2. Unsubscribe to retail emails
This morning I received 22 emails from stores pushing weekend sales. "With shopping site algorithms, we get targeted emails suggesting items we might want based on previous purchases,” explains Lynne Triffon, a certified financial planner in Vancouver. “Unsubscribing from these emails may help limit temptation.”
3. Wait it out
Dr. Somers advises adding “20 or 30 seconds of friction between you and the behaviour you don’t want to engage in—there’s a better chance you’ll be able to resist if you take those few seconds to consider before acting.” Triffon pushes the window to 24 hours before going through with an online purchase. “This ensures you carefully consider whether it’s a need or a want.”
4. Look for a healthier option
Put your phone down. Leave the mall. Go for a walk, journal, have a nap, do a sudoku, watch Netflix and chill. Anything to take the place of spending. (If you find yourself swapping shopping with gambling, overeating, drinking or doing other unhealthy activities, speak to your health-care provider.)
-*-*-
**Required tasks**
[1] Answer each question from the tips on curbing shopping.
(a) How many emails from stores did the writer receive this morning?
(b) How long does Triffon suggest waiting before going through with an online purchase?
(c) How much friction does Dr. Somers advise adding between you and the behavior you don't want to engage in?
[2] Continue the tips on curbing shopping, picking up after the last sentence shown.
None of these records are needed for the work.

[Records from a dataset]
-*-*-
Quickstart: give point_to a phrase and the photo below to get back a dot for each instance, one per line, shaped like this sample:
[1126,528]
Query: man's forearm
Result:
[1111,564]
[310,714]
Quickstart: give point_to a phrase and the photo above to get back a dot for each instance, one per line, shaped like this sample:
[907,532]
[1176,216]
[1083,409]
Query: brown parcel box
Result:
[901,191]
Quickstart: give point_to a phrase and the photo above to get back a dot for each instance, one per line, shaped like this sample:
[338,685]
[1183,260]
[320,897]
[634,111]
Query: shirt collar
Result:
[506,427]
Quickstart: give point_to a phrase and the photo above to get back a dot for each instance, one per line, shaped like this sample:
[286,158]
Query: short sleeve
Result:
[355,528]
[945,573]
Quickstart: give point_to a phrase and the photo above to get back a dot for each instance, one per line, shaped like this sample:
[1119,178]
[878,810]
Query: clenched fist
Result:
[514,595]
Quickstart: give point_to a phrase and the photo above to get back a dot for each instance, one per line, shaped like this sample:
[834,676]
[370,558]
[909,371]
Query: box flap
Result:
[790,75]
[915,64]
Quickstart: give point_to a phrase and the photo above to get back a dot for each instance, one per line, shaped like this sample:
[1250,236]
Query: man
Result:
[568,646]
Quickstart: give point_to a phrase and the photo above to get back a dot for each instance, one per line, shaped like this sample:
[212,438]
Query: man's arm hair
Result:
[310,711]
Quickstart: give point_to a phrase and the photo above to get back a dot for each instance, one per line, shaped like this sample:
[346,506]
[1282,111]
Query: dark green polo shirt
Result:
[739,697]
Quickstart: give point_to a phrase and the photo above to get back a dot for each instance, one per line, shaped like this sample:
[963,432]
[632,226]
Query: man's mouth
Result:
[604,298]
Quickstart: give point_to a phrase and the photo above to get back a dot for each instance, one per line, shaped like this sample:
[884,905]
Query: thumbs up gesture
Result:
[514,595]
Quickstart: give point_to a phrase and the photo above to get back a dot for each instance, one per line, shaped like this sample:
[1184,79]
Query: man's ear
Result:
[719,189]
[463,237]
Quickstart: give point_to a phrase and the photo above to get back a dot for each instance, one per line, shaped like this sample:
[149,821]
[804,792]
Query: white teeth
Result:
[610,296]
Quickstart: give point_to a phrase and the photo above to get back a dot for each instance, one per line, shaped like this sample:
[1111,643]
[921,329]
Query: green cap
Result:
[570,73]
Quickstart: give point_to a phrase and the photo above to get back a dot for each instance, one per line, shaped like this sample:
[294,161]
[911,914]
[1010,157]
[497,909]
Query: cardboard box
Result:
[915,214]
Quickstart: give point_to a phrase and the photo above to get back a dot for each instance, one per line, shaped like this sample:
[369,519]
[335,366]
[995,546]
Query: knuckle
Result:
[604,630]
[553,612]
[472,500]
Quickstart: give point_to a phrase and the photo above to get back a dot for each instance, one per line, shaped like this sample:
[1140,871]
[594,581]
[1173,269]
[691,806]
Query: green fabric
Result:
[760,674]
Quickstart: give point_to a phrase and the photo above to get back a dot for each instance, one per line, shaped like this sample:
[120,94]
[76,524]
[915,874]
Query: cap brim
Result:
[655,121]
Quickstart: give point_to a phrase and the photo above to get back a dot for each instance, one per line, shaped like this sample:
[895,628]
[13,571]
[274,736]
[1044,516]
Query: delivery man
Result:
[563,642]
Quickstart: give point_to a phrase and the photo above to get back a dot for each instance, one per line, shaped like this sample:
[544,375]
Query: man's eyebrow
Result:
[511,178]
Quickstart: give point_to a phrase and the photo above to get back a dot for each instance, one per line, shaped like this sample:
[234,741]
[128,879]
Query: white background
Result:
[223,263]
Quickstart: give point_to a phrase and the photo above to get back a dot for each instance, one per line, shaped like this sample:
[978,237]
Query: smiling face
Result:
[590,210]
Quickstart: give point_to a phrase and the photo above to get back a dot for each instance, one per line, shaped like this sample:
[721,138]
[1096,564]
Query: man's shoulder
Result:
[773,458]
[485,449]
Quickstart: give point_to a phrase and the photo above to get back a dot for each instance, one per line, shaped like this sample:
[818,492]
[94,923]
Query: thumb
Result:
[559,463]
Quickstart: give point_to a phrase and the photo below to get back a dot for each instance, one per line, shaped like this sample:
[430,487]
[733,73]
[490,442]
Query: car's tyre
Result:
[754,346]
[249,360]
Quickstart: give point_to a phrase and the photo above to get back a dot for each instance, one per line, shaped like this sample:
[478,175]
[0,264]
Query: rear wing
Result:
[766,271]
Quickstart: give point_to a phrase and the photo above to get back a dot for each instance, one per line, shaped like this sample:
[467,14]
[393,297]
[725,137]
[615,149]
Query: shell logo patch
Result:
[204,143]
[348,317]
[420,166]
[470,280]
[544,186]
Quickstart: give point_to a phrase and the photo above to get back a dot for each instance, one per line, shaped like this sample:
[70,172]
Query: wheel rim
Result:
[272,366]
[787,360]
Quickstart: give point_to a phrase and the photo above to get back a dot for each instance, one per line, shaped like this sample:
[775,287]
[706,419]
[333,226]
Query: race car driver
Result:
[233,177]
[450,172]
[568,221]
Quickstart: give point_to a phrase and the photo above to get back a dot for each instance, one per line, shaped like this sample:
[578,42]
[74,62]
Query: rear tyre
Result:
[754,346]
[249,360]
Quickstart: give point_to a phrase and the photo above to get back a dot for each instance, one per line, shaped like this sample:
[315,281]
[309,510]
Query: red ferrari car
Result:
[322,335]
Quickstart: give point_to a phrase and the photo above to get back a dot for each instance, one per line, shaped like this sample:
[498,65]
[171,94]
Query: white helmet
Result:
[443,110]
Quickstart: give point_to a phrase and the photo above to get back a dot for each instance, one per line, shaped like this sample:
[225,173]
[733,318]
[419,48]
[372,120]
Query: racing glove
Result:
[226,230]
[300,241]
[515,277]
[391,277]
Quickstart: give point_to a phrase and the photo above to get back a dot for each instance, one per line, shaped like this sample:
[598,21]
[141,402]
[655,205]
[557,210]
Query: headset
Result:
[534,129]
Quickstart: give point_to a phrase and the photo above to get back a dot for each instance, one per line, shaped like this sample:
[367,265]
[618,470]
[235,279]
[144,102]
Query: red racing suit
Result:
-*-*-
**Answers in order**
[1]
(a) 22
(b) 24 hours
(c) 20 or 30 seconds

[2]
5. Treat the underlying issue
“Cognitive behaviour therapy can be adapted to any problematic behaviour—even emotional spending,” says Golts. “It would allow someone to identify and challenge the thoughts that lead to undesirable activities like shopping.” Working with a therapist to identify cognitive distortions or automatic thoughts you have about shopping, then examining the implications—the havoc wreaked on your bank account, the impact spending has on short- and long-term financial goals—can help you try to avoid triggers.